AUFGABENBESCHREIBUNG: Gib den Absatz des Textes zur Analyse, der mit „Die vier leerstehenden Gebäude“ beginnt, kürzer als Stichpunktliste wieder. Behalte dabei seine wesentlichen Fakten bei.

TEXT ZUR ANALYSE:
═══
Bochum hat kein Leerstandsproblem und eine Zweckentfremdungssatzung ist ein ordnungspolitisches Instrument das nicht benötigt wird. Mit diesen Kernaussagen lehnte die Bochumer SPD Ratsfraktion den Erlass der Zweckentfremdungssatzung ab, deren Ausarbeitung zuvor mit ihrer Mehrheit im Stadtrat beschlossen wurde. Das Thema Zweckentfremdungssatzung ist damit für die nächsten Jahre vom Tisch.

Mit ihrer Ablehnung eilen die Bochumer Sozialdemokraten wohnungspolitisch der neuen NRW-Landesregierung voraus. Die Koalition aus CDU und FDP hat angekündigt, die Möglichkeit einer kommunalen Zweckenftremdungsverordnung aus dem Wohnungsaufsichtsgesetz des Landes zu streichen.

Die vier leerstehenden Gebäude, die das Netzwerk »Stadt für Alle« im Oktober 2016 besuchte und als Beispiele für Leerstände mitten in der Bochumer Innenstadt kennzeichnete, stehen heute, ein Jahr später immer noch leer. Darunter die beiden Wohnhäuser Düppelstraße 22a und Wittener Straße 74. Nichts hat sich in den letzten 12 Monaten dort verändert. Zugleich sind immer noch rund 3.000 Geflüchtete gezwungen, in Containerlagern und anderen provisorischen Unterkünften zu leben. Haushalte mit niedrigen Einkommen haben es zunehmend schwerer, eine angemessene Wohnung zu finden.

Der politische Wille an der Auflösung dieses Widerspruchs zu arbeiten, ist in der Bochumer SPD nicht vorhanden. Im Gegenteil. So war die Debatte zur Zweckentfremdungssatzung im Ausschuss für Strukturentwicklung und im Stadtrat gekennzeichnet von Ignoranz und Ahnungslosigkeit. Die Verbesserung der Wohnsituation von Geflüchteten durch eine Aktivierung von Leerständen wurde weder als Chance wahrgenommen, noch spielte sie überhaupt eine wohnungspolitische Rolle. Die Möglichkeit Leerstände, in welchem Umfang und aus welchem Grund es sie auch immer geben mag, mit Hilfe einer Zweckentfremdungssatzung überhaupt einmal zu erfassen, erschien jenseits jeglichen Vorstellungsvermögens. In Kombination mit den erwartbaren Gegenargumenten von CDU und FDP, die von „investorenfeindlichem Klima“ oder „Bürokratiemonster“ sprachen, entstand eine Debatte, der nicht nur der Sachverstand fehlte, sondern auch jegliche Empathie für die von steigenden Mietpreisen und fehlendem günstigen Wohnraum Betroffenen. Es war unterirdisch.

Die Bochumer Sozialdemokraten hatten nicht nur keine Idee, was sich mit einer Zweckentfremdungssatzung alles anstellen ließe, sondern auch kein Interesse daran, in den Wohnungsmarkt regulierend einzugreifen. Sie setzen damit ihre neoliberale Politik der „unternehmerischen Stadt“ fort, die sich kaum mehr von der Politik der CDU oder FDP unterscheiden lässt. Die zutiefst ideologische Vorstellung der „unternehmerischen Stadt“ zweckentfremdet das Gemeinwesen Stadt als „Konzern“ und kann Stadtgesellschaft nur noch als „Markt“ denken. Die Regierung übernimmt der Sachzwang und wer Visionen hat muss zu Arzt gehen, wie es Helmut Schmidt einmal gesagt hat. Diese Mut- und Innovationslosigkeit ist deprimierend.

Das Netzwerk »Stadt für Alle« wird sich weiterhin in die Wohnungspolitik der Stadt Bochum einmischen und konkrete Alternativen aufzeigen.
═══
INFORMATIONEN:
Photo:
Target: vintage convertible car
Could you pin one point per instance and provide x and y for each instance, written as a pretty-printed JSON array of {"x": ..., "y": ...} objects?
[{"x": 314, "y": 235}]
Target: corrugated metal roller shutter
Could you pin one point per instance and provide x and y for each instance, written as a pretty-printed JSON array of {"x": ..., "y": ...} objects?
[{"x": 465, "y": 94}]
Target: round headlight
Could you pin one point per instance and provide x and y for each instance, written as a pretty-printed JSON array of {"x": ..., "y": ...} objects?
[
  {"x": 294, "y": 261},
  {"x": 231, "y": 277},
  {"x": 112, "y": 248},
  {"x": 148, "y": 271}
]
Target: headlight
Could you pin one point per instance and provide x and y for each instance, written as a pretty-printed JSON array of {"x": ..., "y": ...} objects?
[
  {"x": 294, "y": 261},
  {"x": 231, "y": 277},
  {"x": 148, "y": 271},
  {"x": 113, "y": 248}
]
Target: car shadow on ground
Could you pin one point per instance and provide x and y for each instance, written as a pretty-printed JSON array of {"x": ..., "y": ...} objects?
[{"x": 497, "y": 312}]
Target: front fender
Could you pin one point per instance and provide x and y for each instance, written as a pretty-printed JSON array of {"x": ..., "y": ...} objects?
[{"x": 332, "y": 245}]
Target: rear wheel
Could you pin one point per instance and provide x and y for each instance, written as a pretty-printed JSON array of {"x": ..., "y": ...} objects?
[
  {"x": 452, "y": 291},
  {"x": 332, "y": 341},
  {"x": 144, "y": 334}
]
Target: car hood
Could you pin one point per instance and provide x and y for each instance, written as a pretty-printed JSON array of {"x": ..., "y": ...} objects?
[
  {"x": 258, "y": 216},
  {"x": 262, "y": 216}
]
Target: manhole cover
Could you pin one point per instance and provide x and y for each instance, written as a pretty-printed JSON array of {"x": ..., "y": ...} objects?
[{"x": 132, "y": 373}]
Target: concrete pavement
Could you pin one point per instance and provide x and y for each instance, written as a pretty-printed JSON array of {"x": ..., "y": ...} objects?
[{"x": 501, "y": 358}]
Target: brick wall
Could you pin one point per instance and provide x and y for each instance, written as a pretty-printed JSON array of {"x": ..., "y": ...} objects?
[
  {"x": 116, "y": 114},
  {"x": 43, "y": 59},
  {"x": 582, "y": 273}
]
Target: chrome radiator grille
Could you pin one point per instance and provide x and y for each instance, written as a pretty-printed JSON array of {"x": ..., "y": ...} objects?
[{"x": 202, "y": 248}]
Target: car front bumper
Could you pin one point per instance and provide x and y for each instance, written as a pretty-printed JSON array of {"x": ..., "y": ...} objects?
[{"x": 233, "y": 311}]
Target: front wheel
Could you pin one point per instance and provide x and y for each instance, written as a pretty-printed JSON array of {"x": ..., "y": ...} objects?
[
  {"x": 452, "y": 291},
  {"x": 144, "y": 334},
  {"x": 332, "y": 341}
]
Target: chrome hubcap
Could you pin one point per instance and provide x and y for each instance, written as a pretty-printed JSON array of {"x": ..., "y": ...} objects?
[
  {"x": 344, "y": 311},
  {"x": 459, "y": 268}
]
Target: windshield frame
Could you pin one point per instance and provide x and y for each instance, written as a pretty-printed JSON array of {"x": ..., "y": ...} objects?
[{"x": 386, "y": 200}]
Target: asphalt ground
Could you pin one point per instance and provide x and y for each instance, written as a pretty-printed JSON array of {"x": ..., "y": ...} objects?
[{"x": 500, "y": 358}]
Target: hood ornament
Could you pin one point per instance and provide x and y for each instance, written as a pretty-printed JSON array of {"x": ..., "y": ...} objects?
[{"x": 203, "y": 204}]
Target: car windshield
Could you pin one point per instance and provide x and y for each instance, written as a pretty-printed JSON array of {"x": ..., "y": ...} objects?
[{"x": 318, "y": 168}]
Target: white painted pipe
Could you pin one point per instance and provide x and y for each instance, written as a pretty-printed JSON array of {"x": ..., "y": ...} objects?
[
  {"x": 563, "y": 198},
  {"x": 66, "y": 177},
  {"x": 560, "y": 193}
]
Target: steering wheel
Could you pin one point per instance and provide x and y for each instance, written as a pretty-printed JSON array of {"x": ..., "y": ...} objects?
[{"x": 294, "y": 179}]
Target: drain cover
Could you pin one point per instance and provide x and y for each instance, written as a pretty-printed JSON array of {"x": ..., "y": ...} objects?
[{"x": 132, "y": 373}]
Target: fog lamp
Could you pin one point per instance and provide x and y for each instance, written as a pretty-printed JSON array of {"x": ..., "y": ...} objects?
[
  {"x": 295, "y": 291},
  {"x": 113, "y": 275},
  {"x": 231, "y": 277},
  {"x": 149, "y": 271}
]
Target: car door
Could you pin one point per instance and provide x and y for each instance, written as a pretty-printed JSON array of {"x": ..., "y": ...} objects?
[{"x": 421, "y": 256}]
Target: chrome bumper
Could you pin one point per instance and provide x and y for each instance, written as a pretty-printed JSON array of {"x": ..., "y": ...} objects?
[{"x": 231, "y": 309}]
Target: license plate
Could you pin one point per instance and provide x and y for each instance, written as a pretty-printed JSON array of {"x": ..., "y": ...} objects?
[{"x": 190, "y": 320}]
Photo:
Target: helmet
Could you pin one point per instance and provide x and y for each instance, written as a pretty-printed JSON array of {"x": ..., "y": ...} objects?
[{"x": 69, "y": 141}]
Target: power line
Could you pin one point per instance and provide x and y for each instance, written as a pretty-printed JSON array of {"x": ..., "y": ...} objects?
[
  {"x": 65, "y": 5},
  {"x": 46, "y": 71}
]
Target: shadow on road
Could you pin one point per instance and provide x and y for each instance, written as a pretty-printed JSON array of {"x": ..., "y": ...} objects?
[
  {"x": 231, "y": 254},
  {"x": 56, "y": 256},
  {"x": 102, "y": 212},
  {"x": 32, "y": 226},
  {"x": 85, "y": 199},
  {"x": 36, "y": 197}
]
═══
LÖSUNG:
- Die vier Gebäude, die das Netzwerk »Stadt für Alle« im Oktober 2016 als Leerstände in der Bochumer Innenstadt kennzeichnete, stehen ein Jahr später immer noch leer.
- Darunter sind die Wohnhäuser Düppelstraße 22a und Wittener Straße 74, an denen sich in zwölf Monaten nichts verändert hat.
- Rund 3.000 Geflüchtete müssen weiterhin in Containerlagern und anderen provisorischen Unterkünften leben.
- Haushalte mit niedrigen Einkommen finden zunehmend schwerer eine angemessene Wohnung.